__Task to complete__:
Which lines in the records below contain the word "stone"? Return each of those lines in full.

__The data__:
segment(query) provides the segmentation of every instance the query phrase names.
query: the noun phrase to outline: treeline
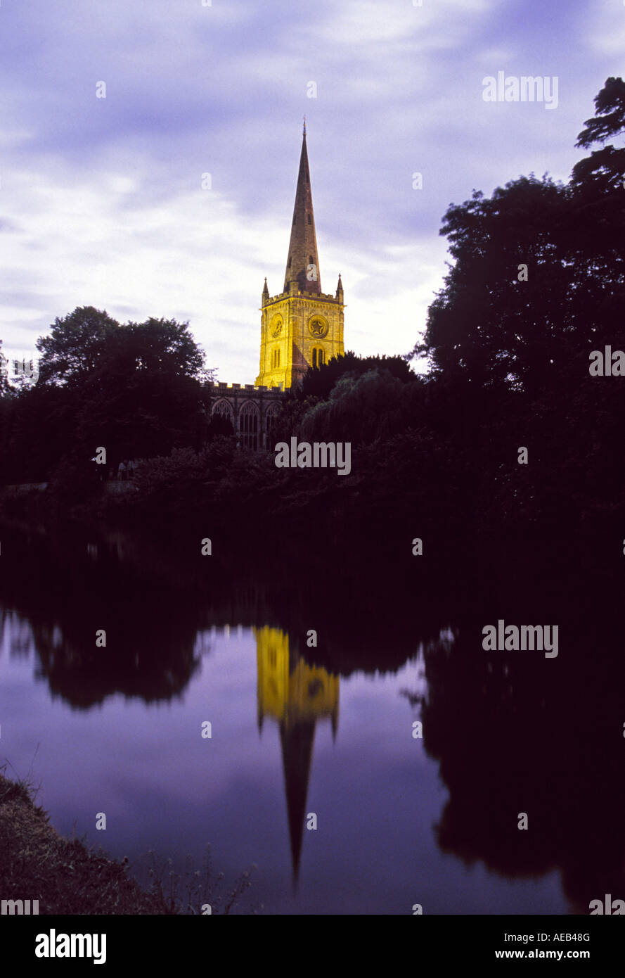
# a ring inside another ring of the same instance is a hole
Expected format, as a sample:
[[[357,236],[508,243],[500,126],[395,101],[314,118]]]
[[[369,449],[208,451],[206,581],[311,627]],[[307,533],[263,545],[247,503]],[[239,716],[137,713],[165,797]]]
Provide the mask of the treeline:
[[[410,354],[348,353],[284,395],[272,441],[349,441],[350,475],[276,468],[273,452],[237,451],[221,422],[211,427],[186,326],[119,327],[83,309],[39,341],[36,387],[2,399],[5,481],[62,484],[64,467],[75,489],[85,458],[109,445],[113,464],[150,460],[117,504],[146,521],[465,550],[519,537],[574,551],[583,539],[621,556],[625,149],[606,144],[625,133],[622,79],[595,106],[577,146],[601,148],[567,183],[521,177],[448,208],[453,264]],[[606,347],[612,374],[593,376],[590,354]],[[420,358],[427,374],[410,369]]]

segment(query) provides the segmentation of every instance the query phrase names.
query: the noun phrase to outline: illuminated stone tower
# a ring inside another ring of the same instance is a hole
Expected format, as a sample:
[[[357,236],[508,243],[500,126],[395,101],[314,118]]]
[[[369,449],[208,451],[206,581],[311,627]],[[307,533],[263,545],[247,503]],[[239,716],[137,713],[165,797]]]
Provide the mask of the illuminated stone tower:
[[[298,383],[309,367],[327,363],[330,357],[344,352],[341,276],[336,294],[326,295],[321,291],[306,122],[284,289],[279,295],[271,296],[266,279],[262,303],[257,387],[285,390]]]

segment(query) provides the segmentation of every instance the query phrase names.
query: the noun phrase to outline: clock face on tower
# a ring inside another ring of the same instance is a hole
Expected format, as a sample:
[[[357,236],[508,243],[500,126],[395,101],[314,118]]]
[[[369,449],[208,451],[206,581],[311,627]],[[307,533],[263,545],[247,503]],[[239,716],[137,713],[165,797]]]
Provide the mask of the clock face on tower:
[[[315,339],[323,339],[328,333],[328,324],[321,316],[312,316],[309,320],[309,332]]]
[[[279,336],[280,333],[282,332],[282,317],[274,316],[273,319],[271,320],[271,326],[270,329],[271,331],[272,336]]]

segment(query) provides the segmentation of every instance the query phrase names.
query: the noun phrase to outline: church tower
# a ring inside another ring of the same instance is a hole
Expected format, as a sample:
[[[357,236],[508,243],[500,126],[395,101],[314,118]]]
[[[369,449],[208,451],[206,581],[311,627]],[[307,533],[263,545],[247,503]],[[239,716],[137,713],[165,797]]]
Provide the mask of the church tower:
[[[344,308],[340,275],[334,295],[321,291],[305,122],[284,289],[271,296],[266,279],[263,289],[256,386],[285,390],[297,384],[309,367],[342,354]]]

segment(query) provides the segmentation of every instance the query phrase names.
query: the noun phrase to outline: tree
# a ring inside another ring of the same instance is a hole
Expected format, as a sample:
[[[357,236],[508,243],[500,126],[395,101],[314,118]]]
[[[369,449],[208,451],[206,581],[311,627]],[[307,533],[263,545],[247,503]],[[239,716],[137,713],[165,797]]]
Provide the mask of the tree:
[[[42,354],[39,382],[80,383],[102,365],[119,328],[105,311],[93,306],[77,306],[69,315],[57,318],[51,334],[36,342]]]

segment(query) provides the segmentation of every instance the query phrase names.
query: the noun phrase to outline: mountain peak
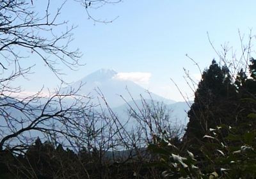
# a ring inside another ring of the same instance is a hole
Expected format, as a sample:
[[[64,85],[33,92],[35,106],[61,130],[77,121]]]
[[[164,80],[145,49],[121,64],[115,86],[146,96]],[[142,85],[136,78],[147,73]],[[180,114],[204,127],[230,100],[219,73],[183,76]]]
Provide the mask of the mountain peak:
[[[117,72],[113,69],[101,68],[92,74],[90,74],[82,81],[102,81],[112,79]]]

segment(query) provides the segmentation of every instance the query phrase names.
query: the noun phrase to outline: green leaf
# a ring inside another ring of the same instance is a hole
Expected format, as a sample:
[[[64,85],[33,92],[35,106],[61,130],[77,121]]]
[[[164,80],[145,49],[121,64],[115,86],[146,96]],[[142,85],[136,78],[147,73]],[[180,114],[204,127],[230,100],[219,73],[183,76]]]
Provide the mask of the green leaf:
[[[243,135],[244,142],[247,144],[251,144],[255,137],[255,132],[246,132]]]

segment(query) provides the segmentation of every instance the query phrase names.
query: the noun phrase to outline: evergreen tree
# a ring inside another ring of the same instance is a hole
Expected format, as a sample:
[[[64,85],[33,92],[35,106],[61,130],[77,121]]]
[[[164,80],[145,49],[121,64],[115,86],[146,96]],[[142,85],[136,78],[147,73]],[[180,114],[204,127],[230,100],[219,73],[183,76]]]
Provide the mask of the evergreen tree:
[[[184,139],[200,142],[210,128],[232,122],[232,119],[227,116],[236,109],[233,105],[236,98],[236,87],[231,82],[228,68],[221,67],[212,60],[203,72],[194,104],[188,113],[189,121]]]

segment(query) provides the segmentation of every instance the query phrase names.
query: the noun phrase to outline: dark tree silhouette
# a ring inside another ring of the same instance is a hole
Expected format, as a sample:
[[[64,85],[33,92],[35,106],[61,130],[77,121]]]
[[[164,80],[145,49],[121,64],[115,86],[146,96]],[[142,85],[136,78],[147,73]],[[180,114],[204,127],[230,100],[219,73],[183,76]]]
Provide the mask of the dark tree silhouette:
[[[229,123],[227,114],[236,110],[236,88],[231,82],[227,67],[220,66],[215,60],[202,74],[195,92],[193,104],[188,113],[184,139],[201,141],[210,128]]]

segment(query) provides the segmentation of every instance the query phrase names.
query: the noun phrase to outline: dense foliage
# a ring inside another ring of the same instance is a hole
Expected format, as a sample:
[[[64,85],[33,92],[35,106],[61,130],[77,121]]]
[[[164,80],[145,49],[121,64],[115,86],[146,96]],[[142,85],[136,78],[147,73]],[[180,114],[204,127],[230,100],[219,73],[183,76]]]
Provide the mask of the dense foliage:
[[[226,66],[212,61],[182,139],[161,128],[144,141],[147,150],[131,152],[74,152],[38,138],[24,153],[1,152],[0,178],[255,178],[256,60],[250,62],[248,74],[241,69],[232,79]]]

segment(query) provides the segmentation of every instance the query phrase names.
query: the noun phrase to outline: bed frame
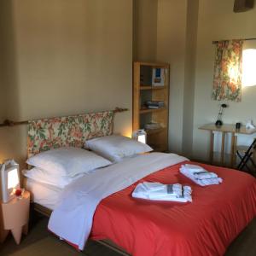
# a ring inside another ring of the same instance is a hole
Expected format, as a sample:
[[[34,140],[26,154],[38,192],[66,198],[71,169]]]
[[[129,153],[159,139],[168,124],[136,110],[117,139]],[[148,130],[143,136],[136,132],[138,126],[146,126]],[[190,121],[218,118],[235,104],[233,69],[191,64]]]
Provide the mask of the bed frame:
[[[7,120],[3,124],[0,124],[0,126],[28,125],[27,156],[30,157],[52,148],[64,146],[83,147],[86,139],[111,135],[113,130],[114,114],[127,110],[127,108],[115,108],[115,109],[111,111],[89,113],[67,117],[48,118],[23,122]],[[73,130],[79,132],[73,133]],[[72,137],[70,134],[74,134],[74,136]],[[37,203],[33,203],[32,208],[47,218],[49,218],[52,212],[50,209]],[[95,241],[108,247],[120,255],[130,255],[110,240]]]

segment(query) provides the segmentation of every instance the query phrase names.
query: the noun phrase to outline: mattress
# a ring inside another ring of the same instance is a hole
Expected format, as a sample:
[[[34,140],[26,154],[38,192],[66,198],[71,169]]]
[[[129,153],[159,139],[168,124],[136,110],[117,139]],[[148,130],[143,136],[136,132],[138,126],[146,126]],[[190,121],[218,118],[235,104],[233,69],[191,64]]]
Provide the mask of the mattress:
[[[110,239],[134,256],[224,255],[256,215],[256,180],[241,172],[198,165],[224,183],[196,185],[179,172],[181,164],[156,172],[102,200],[90,237]],[[136,185],[144,181],[189,184],[193,202],[132,198]]]
[[[50,210],[54,210],[58,202],[61,189],[38,183],[32,178],[24,178],[24,187],[31,193],[32,201]]]

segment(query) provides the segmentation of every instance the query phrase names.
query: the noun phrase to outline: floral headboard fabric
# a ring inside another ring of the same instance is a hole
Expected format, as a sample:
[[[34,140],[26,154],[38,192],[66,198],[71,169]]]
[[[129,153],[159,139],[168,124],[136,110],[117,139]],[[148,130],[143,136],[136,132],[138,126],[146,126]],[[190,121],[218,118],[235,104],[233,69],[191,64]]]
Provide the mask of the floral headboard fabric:
[[[27,157],[60,147],[82,148],[88,139],[111,135],[113,121],[113,111],[29,121]]]

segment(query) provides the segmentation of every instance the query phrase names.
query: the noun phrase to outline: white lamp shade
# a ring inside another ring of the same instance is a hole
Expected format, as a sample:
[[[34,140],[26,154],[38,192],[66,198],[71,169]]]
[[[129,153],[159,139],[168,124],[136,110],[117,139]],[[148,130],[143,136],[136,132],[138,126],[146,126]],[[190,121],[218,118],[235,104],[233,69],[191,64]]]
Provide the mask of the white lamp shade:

__Problem solution__:
query: the noun phrase to outline: illuminated stone tower
Provide the mask of the illuminated stone tower:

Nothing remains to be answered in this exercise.